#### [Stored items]

* * * * * * *

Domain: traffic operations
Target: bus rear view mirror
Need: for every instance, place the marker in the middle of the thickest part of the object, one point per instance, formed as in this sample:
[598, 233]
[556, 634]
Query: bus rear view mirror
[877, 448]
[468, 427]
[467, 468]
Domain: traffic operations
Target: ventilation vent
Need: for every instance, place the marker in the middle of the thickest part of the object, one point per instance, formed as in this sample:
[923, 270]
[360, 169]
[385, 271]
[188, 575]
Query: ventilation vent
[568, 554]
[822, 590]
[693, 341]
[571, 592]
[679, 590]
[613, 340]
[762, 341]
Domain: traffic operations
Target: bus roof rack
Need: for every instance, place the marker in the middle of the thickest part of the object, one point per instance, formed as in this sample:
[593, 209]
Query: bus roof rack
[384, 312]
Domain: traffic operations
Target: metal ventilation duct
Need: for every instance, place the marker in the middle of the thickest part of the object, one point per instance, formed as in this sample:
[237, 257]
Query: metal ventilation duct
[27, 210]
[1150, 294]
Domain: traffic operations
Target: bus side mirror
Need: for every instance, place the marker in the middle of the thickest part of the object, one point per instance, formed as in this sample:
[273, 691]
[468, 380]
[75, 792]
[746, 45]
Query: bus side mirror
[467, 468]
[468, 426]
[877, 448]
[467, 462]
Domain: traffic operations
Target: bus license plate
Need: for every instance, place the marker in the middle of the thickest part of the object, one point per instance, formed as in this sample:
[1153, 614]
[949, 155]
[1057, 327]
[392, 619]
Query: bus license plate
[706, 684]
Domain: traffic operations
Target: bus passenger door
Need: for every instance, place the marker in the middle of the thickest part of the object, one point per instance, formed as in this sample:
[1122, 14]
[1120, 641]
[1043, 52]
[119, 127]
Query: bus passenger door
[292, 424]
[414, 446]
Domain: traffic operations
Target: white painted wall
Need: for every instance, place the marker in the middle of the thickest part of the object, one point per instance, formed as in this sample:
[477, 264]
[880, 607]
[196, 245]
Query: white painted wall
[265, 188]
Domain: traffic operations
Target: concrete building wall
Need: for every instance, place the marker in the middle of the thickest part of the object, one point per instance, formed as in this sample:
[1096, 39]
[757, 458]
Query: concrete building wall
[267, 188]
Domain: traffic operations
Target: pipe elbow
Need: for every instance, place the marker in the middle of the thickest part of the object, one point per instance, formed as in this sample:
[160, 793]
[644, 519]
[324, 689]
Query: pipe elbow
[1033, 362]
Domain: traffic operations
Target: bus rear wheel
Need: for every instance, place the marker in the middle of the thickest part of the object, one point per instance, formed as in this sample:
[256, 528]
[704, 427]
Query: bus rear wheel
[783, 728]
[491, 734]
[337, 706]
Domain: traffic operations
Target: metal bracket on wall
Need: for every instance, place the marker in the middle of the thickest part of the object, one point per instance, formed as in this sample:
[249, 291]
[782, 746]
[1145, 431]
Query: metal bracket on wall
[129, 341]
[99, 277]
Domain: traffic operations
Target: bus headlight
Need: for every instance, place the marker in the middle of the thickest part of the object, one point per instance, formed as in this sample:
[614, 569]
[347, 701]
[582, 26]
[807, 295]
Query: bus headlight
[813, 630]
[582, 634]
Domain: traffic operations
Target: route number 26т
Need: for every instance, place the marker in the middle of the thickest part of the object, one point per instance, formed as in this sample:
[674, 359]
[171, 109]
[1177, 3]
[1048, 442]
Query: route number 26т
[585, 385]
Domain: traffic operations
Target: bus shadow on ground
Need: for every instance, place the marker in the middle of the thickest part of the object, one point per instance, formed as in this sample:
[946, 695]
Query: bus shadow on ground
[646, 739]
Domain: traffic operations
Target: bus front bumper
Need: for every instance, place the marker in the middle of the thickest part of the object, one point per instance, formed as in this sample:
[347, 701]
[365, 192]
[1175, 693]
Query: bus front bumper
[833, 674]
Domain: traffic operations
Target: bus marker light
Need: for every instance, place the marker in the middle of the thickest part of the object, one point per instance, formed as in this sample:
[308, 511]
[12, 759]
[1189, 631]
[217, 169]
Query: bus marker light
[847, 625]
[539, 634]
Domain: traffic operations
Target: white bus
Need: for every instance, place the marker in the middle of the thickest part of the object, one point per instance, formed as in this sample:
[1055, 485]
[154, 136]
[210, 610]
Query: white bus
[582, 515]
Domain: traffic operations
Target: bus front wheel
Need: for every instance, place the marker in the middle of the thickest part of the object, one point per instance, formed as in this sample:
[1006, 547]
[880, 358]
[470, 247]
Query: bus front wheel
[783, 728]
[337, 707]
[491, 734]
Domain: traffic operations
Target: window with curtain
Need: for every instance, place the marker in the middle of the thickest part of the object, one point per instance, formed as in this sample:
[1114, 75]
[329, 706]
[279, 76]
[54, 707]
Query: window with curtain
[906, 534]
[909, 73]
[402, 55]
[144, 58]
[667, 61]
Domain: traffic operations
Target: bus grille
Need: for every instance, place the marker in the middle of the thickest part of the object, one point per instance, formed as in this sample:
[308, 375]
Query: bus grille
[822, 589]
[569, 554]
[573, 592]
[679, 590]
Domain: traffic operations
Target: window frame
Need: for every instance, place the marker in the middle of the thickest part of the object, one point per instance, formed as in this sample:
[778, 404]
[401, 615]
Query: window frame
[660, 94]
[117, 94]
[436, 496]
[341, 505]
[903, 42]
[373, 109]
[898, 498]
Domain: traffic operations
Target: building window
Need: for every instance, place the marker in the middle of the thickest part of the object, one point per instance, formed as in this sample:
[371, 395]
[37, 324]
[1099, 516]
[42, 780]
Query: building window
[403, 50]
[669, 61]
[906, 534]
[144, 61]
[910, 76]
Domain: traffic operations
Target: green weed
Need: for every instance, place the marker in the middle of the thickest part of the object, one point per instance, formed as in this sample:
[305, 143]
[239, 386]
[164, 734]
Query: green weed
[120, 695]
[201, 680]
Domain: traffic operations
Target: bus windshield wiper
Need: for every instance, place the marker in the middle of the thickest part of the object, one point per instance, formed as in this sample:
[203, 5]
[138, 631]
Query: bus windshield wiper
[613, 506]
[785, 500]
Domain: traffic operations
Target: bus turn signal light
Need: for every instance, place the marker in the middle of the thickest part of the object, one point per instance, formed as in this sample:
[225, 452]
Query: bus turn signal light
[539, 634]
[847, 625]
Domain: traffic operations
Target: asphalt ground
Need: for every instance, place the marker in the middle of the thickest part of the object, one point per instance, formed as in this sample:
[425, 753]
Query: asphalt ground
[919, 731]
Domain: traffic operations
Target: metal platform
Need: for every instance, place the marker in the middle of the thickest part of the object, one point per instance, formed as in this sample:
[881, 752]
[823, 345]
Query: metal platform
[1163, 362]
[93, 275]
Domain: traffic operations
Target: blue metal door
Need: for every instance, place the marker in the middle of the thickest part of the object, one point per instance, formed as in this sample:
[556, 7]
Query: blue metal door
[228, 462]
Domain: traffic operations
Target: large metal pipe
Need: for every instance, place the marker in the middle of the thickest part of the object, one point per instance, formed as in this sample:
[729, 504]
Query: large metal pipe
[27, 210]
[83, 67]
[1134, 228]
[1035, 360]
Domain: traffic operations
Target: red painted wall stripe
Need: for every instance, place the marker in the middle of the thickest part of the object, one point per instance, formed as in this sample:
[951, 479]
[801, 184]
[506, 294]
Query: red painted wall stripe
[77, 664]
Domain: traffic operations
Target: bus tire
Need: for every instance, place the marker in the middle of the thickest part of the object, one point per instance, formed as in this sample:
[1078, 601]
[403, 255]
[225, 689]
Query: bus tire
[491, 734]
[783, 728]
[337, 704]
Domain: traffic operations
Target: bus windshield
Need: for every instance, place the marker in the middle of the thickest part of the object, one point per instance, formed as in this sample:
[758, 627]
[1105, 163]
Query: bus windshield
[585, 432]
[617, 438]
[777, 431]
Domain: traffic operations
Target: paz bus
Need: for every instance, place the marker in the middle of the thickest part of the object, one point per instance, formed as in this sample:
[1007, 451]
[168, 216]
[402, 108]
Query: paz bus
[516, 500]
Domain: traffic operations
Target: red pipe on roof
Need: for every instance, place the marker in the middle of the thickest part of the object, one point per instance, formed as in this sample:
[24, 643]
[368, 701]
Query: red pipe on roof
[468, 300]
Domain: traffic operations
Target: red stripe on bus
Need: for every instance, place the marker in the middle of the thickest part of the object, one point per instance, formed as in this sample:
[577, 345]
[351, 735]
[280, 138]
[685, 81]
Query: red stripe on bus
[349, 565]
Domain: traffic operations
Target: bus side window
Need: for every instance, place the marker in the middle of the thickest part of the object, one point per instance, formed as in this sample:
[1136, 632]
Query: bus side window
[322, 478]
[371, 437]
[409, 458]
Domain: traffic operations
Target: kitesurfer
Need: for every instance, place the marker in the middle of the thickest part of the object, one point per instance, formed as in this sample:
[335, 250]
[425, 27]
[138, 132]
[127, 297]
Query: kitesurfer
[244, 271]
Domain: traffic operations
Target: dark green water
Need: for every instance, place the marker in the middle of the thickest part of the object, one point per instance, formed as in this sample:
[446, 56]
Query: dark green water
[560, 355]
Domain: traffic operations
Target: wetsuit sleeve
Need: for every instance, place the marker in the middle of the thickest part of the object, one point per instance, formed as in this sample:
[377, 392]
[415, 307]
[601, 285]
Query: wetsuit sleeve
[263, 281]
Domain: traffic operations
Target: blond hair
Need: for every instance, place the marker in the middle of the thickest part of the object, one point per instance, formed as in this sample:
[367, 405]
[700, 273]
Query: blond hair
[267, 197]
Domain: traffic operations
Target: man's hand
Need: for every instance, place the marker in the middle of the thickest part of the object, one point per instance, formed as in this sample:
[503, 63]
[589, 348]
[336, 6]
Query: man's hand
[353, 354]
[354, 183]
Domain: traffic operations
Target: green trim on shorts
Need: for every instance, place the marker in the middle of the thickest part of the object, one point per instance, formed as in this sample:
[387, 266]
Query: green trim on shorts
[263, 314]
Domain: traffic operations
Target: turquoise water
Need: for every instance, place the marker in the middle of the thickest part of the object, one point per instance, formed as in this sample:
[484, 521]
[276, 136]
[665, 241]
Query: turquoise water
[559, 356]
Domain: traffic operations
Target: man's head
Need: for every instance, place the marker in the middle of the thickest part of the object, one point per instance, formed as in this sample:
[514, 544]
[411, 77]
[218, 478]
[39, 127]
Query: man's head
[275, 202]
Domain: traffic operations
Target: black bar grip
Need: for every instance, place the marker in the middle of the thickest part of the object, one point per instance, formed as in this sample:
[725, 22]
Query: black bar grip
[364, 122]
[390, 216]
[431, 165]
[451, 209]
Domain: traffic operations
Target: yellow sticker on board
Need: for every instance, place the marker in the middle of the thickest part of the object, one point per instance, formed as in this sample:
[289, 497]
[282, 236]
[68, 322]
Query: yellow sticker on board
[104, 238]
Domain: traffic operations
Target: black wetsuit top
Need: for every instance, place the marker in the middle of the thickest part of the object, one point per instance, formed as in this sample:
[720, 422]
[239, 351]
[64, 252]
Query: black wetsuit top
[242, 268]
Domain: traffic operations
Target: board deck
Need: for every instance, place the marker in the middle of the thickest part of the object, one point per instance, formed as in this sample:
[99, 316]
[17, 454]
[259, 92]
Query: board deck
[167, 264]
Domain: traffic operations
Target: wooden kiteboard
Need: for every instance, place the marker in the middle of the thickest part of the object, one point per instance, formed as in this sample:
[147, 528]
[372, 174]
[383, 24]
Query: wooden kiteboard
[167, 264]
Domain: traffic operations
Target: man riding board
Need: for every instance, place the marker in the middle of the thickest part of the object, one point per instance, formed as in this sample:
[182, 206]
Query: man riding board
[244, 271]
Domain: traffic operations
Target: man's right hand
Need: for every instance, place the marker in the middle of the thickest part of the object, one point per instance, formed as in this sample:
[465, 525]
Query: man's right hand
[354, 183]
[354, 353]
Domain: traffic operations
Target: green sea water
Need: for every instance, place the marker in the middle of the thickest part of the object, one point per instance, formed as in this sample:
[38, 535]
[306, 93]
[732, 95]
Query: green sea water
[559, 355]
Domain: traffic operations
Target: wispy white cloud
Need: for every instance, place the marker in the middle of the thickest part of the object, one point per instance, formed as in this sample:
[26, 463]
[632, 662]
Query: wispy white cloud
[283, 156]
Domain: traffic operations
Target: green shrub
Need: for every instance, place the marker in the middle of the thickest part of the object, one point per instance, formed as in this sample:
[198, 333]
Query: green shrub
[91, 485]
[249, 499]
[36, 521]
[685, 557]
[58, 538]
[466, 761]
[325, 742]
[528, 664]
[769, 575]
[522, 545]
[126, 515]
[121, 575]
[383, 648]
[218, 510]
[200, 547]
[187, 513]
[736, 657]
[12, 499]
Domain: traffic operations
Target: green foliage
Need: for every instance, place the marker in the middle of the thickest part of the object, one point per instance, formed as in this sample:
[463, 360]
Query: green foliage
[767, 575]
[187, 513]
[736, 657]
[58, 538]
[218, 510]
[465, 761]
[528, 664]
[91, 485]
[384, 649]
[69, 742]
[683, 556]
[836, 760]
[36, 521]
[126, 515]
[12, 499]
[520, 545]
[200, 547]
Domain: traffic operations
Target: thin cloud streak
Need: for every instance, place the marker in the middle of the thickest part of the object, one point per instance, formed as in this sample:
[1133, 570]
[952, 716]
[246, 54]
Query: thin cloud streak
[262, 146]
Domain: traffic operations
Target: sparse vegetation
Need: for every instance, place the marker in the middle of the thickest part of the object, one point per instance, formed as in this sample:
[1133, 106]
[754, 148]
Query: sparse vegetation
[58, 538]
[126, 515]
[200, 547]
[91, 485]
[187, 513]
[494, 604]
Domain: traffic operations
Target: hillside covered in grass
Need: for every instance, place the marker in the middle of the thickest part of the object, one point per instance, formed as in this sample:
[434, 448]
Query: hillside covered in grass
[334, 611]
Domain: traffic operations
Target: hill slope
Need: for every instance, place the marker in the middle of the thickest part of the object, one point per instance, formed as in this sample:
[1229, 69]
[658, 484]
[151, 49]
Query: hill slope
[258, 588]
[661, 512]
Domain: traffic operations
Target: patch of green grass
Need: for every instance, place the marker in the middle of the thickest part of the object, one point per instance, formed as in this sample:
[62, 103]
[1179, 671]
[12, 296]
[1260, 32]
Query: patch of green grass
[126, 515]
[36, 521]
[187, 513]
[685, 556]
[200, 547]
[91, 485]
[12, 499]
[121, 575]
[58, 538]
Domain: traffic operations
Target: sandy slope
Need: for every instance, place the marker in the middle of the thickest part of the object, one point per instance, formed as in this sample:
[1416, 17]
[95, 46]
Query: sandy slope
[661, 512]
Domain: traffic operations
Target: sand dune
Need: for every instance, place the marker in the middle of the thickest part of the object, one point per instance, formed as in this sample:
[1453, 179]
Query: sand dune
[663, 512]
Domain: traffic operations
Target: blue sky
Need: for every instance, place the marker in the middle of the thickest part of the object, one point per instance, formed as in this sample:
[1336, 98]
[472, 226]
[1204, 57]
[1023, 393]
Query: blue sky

* * * * * * *

#### [Goal of the exercise]
Count the lines of the rows above that contain the string "rear", treating case as significant. Reply with the number alone.

#### [Written answer]
4